§ Items from a labeling collection:

** Begin **

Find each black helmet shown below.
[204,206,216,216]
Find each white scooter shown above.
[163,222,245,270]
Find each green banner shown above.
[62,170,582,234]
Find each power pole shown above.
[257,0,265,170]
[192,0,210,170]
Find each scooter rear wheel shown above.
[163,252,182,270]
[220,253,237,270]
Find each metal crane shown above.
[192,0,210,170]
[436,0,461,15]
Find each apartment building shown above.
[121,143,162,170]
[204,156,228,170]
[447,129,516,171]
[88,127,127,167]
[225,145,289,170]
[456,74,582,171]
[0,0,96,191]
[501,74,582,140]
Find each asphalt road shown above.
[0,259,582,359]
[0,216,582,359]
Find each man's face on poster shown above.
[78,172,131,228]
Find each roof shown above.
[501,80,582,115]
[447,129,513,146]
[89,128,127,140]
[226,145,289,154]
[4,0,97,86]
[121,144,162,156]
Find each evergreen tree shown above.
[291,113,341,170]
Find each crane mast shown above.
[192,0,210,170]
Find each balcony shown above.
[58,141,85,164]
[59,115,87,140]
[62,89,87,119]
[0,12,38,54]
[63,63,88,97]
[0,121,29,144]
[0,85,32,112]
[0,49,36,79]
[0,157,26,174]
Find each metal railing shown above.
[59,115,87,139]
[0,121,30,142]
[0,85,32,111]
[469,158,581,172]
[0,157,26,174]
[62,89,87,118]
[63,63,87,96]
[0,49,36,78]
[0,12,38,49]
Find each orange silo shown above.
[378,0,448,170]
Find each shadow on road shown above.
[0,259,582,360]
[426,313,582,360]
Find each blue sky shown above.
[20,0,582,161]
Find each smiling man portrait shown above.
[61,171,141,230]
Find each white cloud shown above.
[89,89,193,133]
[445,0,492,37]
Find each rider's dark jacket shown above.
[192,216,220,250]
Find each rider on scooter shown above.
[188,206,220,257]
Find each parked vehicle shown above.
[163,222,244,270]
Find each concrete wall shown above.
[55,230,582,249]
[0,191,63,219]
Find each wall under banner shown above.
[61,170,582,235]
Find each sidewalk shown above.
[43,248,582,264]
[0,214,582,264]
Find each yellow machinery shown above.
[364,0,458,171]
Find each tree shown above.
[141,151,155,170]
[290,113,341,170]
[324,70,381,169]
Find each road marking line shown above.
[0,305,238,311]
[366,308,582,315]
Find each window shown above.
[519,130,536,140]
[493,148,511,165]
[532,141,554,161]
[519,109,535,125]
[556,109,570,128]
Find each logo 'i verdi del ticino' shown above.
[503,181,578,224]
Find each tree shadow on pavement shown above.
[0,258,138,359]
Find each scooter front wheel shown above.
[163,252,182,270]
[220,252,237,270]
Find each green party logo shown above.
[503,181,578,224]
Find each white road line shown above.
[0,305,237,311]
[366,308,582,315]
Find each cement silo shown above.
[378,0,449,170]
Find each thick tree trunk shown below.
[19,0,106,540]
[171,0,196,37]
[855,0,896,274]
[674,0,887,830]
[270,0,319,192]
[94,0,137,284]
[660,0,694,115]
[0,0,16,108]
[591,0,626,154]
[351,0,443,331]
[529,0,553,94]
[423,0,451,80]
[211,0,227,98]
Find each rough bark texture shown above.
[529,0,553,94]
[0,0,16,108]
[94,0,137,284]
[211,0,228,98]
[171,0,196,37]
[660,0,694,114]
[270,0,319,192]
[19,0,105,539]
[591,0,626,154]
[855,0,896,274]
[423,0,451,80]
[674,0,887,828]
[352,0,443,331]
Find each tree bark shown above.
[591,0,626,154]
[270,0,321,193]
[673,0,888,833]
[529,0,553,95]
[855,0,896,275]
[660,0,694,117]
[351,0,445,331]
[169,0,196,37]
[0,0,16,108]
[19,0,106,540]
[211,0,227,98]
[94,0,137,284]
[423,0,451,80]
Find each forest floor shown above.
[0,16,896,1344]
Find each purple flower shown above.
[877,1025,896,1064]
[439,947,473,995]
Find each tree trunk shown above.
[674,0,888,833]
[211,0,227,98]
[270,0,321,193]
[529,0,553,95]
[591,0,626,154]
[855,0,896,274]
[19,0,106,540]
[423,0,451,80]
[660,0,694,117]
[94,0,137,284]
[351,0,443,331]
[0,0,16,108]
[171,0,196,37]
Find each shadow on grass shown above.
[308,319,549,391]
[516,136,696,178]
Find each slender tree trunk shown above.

** End **

§ GIVEN REQUEST:
Scale the items between the lines holding "Find each window shown above." and "[378,0,449,170]", inclusive. Rewrite every line in that span, including the text lines, with each bounding-box coordinate multiplied by 1.9 and rounded to a whole number, halves up.

§ RESPONSE:
Find each window shown above.
[986,247,1018,266]
[937,281,971,314]
[1011,268,1053,306]
[986,207,1017,238]
[1056,207,1083,243]
Find each logo 'i verdi del ticino' shown above.
[956,344,1098,426]
Find each tree shadow on pavement shown above.
[0,490,262,682]
Find each scooter front wheel shown above.
[310,479,346,513]
[418,479,450,513]
Find each green party logo shown above.
[956,344,1098,426]
Find each white road line shown above.
[0,580,450,591]
[695,585,1106,599]
Find each cement silo shown above.
[718,0,853,323]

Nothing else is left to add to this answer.